By Issy Spaven-Donn, Communications Manager at Amref UK
We need new ways of thinking and implementing ideas to combat Africa’s triple burden in health, said panellists at an engaging discussion hosted by Amref Health Africa UK and Wolfson College
The greatest healthcare challenge for Africa over the next 50 years? Population
opened Dr Githinji Gitahi, Group CEO Amref Health Africa, at Healthcare in Africa: Fit for the Future? – an event co-hosted by Amref and longtime supporter Wolfson College, University of Oxford. Faced with increasingly prominent and interconnected challenges to health systems in Africa—pandemics, non-communicable diseases and climate change—we need solutions that focus on equity, innovation and partnerships to futureproof the health rights and access of people across the continent.
Africa Rising and the Triple Burden
The pervasive optimism of ‘Africa Rising’ popularised in the Western media over the past few decades rightly shifted the narrative about the potential of the African continent for innovation and opportunity from its paternalistic, colonial overtones. But, it was a concept focussed solely on capital that forgot the people: “Africa is the only continent where in the majority of countries, the majority of people still do not have access to basic health services,” said Dr Gitahi (WHO global service coverage database, 2021).
Fuelled by rapid population growth and urbanisation, the African continent is facing an increasing burden of endemic diseases, rising incidence of non-communicable diseases (NCDs) and re-emerging and emerging diseases. Coupled with the financial constraints placed on people, particularly those living in poverty, there are worsening barriers to access to basic health services. This is the Triple Burden.

LISTED RECORDS >>
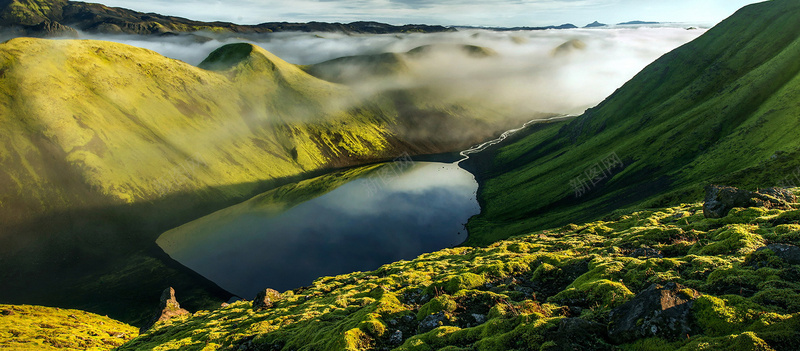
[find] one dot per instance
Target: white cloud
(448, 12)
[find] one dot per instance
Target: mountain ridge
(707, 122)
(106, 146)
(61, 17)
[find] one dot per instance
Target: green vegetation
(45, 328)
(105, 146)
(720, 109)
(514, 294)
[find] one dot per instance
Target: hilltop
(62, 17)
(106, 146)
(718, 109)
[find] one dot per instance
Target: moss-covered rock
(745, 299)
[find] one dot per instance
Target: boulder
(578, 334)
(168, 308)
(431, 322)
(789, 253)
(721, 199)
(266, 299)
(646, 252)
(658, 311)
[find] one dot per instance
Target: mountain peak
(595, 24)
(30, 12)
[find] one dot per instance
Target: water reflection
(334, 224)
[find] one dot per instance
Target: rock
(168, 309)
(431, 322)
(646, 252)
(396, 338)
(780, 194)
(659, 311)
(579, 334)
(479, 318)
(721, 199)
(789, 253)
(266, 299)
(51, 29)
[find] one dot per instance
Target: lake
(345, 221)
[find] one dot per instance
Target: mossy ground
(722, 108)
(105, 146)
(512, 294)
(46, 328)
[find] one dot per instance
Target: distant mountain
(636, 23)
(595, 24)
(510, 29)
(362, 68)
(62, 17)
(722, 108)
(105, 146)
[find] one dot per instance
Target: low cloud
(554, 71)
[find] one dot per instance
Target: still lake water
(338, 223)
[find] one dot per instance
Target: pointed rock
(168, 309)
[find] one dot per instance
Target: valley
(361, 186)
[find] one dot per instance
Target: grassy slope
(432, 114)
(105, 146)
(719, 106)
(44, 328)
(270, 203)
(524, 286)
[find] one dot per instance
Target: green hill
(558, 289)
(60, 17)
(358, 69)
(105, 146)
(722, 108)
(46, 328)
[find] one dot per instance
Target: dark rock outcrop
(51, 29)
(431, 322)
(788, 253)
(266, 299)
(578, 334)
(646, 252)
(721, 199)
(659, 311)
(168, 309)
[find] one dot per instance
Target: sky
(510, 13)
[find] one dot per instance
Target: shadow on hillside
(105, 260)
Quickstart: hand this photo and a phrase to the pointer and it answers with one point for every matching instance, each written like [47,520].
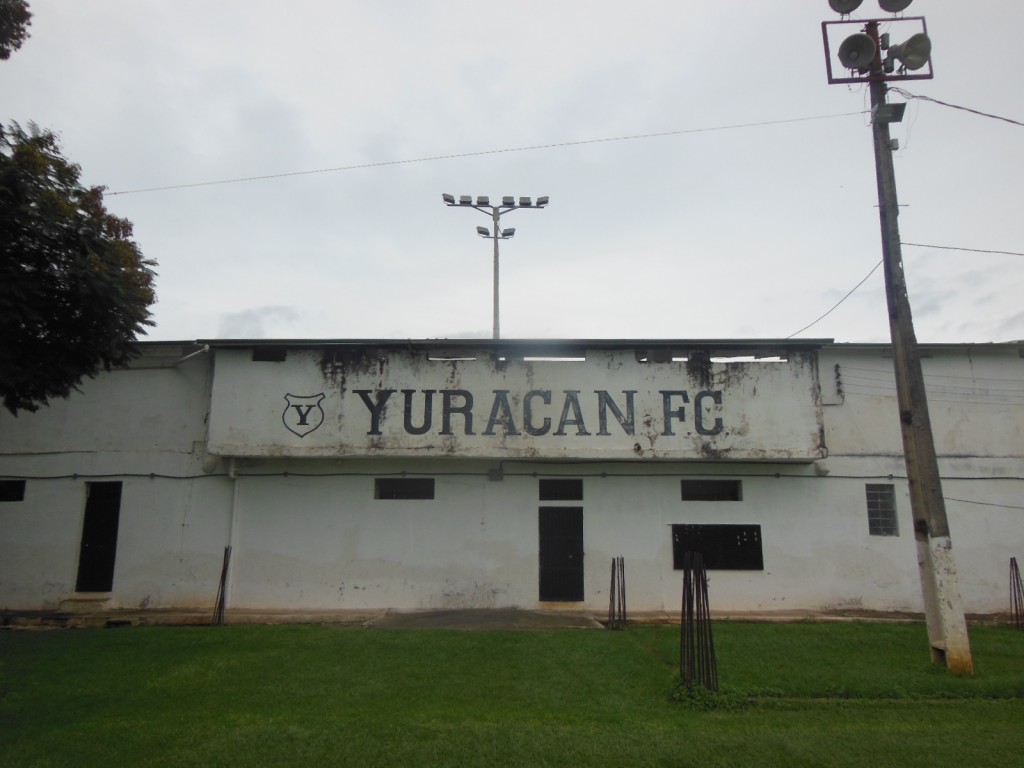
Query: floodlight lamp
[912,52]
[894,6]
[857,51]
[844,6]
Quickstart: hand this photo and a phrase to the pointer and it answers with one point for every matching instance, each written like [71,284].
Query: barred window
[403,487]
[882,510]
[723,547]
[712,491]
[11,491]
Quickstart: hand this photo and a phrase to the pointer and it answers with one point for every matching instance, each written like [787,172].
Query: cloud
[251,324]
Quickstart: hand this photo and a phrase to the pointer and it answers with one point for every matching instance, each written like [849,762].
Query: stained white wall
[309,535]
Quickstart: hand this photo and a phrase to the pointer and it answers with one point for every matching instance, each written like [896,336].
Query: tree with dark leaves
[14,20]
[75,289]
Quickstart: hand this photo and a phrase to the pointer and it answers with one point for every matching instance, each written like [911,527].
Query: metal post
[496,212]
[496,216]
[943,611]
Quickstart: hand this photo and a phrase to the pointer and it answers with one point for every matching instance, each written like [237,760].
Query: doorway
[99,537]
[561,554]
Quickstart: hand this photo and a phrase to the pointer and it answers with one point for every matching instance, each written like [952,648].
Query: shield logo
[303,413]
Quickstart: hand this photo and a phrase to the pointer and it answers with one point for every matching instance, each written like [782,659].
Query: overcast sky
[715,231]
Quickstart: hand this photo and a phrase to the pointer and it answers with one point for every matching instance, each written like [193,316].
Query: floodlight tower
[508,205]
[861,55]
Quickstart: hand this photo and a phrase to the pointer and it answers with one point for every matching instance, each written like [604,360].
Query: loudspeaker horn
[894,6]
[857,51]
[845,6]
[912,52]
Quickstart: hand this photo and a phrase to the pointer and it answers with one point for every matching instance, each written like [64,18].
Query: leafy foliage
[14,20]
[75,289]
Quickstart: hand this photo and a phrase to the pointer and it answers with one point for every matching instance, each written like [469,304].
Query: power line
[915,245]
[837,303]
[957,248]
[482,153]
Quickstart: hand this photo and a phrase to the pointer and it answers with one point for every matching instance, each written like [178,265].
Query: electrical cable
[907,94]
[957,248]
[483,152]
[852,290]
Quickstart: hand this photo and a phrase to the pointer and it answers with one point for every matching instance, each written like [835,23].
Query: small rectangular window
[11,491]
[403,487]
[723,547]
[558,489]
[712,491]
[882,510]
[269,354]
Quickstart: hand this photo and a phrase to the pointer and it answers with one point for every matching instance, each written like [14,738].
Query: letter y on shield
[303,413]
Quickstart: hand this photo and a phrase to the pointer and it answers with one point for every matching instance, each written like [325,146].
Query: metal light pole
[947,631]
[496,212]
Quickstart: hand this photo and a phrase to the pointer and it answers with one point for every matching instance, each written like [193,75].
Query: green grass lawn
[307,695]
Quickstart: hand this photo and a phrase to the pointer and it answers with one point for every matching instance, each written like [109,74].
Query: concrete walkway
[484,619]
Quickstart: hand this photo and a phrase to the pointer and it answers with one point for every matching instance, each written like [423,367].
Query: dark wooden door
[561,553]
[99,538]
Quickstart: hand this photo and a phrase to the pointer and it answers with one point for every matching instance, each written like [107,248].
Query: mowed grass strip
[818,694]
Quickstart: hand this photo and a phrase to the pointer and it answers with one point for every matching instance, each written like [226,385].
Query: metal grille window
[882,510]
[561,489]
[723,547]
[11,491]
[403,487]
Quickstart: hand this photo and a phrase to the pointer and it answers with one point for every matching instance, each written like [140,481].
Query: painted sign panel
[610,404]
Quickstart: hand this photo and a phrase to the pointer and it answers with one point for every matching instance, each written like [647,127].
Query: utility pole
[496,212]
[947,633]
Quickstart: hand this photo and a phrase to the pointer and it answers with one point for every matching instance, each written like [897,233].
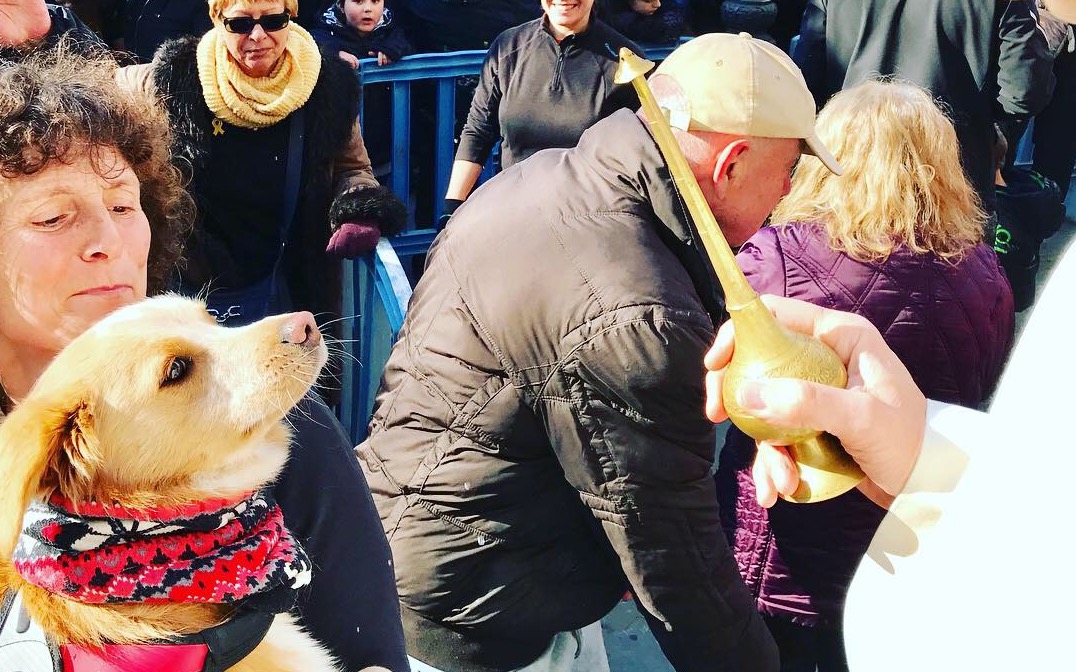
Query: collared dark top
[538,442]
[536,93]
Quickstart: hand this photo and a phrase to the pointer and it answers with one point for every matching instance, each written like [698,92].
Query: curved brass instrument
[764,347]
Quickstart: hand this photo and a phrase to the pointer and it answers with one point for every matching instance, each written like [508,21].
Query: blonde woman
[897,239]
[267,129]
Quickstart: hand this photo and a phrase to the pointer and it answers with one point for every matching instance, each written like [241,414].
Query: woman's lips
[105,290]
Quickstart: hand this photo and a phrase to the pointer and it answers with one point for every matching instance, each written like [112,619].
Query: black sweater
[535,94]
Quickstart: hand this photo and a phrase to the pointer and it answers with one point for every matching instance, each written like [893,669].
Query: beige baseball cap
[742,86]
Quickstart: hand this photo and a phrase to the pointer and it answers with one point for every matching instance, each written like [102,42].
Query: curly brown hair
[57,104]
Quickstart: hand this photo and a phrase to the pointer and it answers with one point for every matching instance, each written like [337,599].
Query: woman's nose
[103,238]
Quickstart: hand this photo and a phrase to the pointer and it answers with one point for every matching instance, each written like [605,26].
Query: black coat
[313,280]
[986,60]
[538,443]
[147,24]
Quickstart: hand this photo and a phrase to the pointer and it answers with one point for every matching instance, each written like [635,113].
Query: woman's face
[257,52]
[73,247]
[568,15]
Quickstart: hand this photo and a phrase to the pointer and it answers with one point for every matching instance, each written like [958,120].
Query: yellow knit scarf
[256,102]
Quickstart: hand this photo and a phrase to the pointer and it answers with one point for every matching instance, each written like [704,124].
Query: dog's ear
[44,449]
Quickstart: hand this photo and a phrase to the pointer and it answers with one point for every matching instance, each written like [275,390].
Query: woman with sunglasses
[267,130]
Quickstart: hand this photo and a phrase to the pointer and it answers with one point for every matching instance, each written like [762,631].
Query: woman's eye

PROBLEMS TO SOLVE >>
• a. In the article on healthcare in Africa, what does Dr Githinji Gitahi name as the greatest healthcare challenge for Africa over the next 50 years?
• b. Pick up the article on healthcare in Africa after its final sentence and continue it.
The records have no role in any of this.

WRITTEN ANSWERS >>
• a. Population

• b.
"We need new ways of thinking and action based on equity, innovation and promotion/prevention to respond to the Triple Burden"
with Dr Githinji emphasising the vital importance of equity. Governments must be focussed on serving the most vulnerable and the furthest behind first, through Universal Health Coverage. Innovation—particularly in systems models and service delivery, which in the last few quarters alone has seen US$3bn raised in investment from African start-ups, noted panellist Dr Anne Makena from the Africa Oxford Institute—provides alternative solutions top close access gaps. And prevention and promotion programmes provide avenues to reach people to help keep them healthy in the life course.
86 percent of deaths due to NCDs are in low and middle-income countries (WHO) — but there are incomplete and unreliable data in Africa. This lack of data contributes to the cycle of the poverty trap; increasing incidence levels of NCDs, the high cost of NCD management to governments and providers, cost barriers to access health services, and associated societal effects.
This means healthcare in Africa must move from the hospital-centred to people/community centred. We need community-centred education, research contextualised to local needs, innovation and funding for new healthcare models,
Unprecedented climate changes need smart partnership solutions
The overwhelmingly negative impact of climate change on human systems has already been observed, from water and food production, cities and infrastructure to health and wellbeing, presented Tilly Alcayna, senior technical advisor at the Red Cross Climate Centre.
Data projections for the African continent show that these impacts are only going to worsen, with more hotter days, higher humidity, droughts and other extreme weather events.
Creating lasting health change in Africa means facing the emerging, and interconnected, threats of climate impacts and the challenges of the Triple Burden. In a healthcare system that is severely stretched under pressures of low financial and human resources, we need an approach that is based on equity, that prioritises innovation, builds strong partnerships and takes collaborative action.
An approach that centres communities and builds resilience through innovations and partnerships is vital to ensure not only access to health services and information, but also which safeguards people’s right to quality health.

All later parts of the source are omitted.